(MATERIAL SUPPLIED begins)
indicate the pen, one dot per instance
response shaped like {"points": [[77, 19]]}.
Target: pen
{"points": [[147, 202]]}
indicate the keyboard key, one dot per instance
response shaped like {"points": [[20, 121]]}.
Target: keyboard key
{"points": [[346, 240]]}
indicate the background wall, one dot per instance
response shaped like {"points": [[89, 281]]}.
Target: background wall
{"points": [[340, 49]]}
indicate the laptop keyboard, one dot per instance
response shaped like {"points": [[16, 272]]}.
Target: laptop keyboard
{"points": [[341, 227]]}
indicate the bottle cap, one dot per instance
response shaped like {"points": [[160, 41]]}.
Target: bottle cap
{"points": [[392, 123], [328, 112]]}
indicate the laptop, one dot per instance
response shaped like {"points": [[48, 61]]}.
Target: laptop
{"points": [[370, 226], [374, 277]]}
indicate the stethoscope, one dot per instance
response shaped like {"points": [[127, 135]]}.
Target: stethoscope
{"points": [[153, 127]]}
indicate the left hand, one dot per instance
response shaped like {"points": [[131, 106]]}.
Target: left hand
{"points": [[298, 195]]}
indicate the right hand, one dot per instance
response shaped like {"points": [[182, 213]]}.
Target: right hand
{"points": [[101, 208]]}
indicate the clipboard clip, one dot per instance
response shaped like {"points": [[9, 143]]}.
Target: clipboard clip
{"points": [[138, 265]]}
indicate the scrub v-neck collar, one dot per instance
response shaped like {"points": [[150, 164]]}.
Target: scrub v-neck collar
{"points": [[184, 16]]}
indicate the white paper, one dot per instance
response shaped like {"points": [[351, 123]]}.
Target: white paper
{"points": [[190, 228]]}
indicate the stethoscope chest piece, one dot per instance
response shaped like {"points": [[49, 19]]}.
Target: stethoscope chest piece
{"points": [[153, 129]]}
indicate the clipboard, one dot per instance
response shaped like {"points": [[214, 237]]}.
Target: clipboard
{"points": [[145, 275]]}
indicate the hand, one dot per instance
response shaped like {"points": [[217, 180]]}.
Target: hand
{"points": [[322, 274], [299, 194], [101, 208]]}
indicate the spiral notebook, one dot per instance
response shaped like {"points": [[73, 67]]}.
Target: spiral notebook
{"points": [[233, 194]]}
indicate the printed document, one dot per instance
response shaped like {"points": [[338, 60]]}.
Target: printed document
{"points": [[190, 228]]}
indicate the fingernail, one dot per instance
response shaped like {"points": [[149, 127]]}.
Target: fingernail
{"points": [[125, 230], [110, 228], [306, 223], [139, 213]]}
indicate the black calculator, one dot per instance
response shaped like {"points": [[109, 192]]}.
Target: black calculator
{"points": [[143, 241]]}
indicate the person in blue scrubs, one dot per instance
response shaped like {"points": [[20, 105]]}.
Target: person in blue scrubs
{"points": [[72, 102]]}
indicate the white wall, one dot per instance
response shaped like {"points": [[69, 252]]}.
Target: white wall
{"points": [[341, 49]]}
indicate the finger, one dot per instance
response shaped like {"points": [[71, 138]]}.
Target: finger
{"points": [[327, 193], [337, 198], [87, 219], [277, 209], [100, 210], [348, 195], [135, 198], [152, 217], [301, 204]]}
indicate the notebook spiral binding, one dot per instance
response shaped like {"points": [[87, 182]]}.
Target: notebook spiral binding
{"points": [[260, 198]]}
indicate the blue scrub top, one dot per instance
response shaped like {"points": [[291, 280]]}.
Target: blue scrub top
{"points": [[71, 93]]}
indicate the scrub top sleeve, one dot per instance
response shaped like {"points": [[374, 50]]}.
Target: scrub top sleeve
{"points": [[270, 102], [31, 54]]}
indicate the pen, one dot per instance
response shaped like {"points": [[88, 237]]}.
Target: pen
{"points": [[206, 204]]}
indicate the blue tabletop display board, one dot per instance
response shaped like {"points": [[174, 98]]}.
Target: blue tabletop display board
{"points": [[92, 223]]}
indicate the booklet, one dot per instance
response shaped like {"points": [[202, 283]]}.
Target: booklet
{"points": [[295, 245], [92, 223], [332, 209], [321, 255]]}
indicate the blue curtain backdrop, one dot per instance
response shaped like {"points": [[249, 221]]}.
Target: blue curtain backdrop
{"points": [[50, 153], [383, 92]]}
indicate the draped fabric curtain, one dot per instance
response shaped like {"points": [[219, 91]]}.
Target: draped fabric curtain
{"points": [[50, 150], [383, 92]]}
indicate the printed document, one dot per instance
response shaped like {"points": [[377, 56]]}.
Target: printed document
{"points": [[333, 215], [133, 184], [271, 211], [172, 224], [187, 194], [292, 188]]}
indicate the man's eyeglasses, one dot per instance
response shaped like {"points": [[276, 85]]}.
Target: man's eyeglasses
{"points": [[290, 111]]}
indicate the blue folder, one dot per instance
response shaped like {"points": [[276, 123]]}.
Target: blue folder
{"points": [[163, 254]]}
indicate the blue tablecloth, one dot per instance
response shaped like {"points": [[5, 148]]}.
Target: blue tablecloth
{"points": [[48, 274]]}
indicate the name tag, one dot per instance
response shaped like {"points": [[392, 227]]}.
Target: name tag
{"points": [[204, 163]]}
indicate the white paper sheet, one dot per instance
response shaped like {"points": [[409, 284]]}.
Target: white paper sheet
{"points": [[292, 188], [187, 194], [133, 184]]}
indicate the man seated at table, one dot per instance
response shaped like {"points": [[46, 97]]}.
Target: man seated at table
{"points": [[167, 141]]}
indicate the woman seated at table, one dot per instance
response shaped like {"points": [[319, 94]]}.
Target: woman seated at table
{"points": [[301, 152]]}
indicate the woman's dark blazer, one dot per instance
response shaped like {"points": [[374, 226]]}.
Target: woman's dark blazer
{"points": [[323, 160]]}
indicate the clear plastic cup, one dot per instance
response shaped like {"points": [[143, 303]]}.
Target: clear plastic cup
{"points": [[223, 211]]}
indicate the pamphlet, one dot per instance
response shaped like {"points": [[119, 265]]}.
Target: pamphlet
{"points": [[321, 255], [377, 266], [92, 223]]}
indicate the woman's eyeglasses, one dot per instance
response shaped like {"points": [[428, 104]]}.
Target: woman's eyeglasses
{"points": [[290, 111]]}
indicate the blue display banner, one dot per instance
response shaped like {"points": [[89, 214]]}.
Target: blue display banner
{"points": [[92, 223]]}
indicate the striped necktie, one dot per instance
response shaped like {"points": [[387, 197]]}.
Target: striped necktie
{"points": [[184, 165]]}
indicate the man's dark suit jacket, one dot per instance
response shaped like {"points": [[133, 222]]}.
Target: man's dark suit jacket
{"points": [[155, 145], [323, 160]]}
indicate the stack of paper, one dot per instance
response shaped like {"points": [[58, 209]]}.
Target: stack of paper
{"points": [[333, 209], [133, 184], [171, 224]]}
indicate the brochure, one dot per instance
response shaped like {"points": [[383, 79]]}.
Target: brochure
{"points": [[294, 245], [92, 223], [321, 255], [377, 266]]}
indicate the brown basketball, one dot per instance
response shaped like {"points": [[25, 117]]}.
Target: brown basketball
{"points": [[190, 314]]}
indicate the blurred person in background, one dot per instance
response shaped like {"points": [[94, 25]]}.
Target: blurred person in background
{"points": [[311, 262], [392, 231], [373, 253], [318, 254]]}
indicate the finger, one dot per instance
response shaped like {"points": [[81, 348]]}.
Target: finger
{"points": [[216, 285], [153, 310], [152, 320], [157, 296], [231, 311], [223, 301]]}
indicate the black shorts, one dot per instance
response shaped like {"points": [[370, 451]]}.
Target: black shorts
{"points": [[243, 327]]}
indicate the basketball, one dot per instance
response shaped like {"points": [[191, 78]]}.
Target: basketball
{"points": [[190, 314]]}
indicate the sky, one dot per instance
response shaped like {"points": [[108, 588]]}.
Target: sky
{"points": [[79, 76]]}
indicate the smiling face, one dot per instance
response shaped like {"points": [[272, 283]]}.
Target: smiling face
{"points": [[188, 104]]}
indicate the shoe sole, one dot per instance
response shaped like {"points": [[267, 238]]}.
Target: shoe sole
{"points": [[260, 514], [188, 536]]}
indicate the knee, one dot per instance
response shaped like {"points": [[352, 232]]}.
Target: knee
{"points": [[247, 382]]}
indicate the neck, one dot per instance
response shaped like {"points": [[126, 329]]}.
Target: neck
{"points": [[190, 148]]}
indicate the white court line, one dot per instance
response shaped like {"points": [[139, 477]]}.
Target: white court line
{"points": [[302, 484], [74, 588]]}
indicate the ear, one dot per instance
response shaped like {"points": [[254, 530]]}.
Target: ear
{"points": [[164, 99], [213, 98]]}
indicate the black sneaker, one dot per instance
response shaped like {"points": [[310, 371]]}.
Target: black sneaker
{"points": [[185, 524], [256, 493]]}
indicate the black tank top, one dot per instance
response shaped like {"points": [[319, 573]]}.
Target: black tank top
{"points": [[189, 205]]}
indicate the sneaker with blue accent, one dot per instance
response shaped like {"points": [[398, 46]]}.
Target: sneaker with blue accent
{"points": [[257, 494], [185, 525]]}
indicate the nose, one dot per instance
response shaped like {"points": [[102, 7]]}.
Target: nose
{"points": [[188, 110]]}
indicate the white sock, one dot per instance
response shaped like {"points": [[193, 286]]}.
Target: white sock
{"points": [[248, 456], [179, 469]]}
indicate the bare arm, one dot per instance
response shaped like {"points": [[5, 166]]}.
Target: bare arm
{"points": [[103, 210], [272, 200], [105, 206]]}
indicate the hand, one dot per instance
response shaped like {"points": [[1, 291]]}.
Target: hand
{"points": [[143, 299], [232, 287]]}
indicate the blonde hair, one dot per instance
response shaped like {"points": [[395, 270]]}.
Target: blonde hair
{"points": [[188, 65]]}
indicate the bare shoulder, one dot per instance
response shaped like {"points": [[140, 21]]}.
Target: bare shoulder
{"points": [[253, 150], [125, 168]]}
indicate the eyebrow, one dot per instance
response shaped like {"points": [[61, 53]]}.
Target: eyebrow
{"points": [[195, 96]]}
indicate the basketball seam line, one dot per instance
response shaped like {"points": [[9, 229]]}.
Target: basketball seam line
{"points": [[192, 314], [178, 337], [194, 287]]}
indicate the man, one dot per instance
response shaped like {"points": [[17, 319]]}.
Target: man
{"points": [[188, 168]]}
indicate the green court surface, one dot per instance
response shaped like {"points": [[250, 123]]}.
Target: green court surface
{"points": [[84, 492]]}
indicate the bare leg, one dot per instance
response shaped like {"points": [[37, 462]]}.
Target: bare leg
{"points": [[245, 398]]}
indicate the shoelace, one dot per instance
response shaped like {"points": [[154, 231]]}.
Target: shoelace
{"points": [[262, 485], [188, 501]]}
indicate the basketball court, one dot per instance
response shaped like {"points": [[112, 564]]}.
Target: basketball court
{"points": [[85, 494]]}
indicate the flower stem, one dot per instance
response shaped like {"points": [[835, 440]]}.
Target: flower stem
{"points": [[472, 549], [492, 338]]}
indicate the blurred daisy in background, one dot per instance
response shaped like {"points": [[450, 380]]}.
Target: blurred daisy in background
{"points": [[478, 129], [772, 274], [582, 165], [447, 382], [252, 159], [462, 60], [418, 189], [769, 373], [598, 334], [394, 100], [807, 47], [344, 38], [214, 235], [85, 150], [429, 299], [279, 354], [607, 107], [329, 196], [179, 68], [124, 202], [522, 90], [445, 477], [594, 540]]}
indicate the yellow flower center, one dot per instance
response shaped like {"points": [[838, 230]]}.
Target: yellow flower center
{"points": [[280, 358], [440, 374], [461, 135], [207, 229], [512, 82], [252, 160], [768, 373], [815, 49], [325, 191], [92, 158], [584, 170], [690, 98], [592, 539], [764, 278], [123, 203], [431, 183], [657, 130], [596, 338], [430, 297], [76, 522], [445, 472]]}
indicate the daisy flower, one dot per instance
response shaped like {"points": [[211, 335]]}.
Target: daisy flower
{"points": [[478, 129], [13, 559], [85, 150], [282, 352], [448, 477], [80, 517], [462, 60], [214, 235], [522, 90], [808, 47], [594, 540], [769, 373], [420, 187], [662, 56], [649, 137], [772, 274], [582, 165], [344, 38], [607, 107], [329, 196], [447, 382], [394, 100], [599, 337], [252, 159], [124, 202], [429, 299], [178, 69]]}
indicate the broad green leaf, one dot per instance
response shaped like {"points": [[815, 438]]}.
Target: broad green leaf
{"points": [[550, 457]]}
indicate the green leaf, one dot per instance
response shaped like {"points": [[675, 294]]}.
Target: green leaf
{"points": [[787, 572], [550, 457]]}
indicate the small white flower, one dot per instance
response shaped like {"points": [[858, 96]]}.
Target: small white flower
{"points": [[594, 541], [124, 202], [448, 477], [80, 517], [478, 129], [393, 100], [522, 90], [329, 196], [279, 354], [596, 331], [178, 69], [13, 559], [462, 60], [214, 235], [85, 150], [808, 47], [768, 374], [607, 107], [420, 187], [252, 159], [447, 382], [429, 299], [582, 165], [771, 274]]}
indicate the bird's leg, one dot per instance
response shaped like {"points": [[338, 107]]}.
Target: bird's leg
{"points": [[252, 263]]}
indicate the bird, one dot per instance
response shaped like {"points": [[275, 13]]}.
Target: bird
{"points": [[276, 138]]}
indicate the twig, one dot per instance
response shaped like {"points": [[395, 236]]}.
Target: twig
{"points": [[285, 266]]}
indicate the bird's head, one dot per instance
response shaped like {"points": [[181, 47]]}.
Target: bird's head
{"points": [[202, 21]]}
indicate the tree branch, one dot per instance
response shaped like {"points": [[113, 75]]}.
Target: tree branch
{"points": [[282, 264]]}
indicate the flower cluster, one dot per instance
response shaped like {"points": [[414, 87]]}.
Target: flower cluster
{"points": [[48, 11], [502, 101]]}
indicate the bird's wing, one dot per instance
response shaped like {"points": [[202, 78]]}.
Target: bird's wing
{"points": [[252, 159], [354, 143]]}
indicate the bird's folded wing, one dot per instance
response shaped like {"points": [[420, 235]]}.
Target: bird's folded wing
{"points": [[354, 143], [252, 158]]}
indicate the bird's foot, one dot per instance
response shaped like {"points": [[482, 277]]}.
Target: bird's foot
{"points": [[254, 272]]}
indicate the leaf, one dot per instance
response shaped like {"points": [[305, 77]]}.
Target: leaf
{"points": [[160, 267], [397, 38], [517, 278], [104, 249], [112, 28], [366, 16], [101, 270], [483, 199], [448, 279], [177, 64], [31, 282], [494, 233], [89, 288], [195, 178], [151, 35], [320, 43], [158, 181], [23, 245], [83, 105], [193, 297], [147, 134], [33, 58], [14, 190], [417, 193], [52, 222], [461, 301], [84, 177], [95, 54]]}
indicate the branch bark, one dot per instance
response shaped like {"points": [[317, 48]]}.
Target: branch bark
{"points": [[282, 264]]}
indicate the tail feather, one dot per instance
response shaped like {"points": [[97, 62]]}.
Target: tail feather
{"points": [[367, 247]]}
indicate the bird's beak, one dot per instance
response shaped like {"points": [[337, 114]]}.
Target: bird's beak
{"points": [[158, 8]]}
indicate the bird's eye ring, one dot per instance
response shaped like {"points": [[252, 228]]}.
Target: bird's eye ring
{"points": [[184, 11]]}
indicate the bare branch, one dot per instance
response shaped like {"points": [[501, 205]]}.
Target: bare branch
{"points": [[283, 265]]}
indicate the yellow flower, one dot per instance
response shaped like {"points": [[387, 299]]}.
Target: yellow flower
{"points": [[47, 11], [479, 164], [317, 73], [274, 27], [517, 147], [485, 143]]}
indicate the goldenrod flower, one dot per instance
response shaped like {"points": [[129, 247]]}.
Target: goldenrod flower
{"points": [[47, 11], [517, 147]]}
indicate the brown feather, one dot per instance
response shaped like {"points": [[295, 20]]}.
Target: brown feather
(MATERIAL SUPPLIED ends)
EXERCISE DIRECTIONS: Look above for the line with "Target: white paper sheet" and the line with "indicate the woman seated"; transcribe both and all lines in between, exactly, and nothing else.

EXERCISE RESPONSE:
Target: white paper sheet
{"points": [[292, 188], [187, 194], [133, 184]]}
indicate the man seated at table, one dot per instance
response shaped like {"points": [[46, 97]]}.
Target: man seated at table
{"points": [[167, 141]]}
indicate the woman seated at table, one dot per instance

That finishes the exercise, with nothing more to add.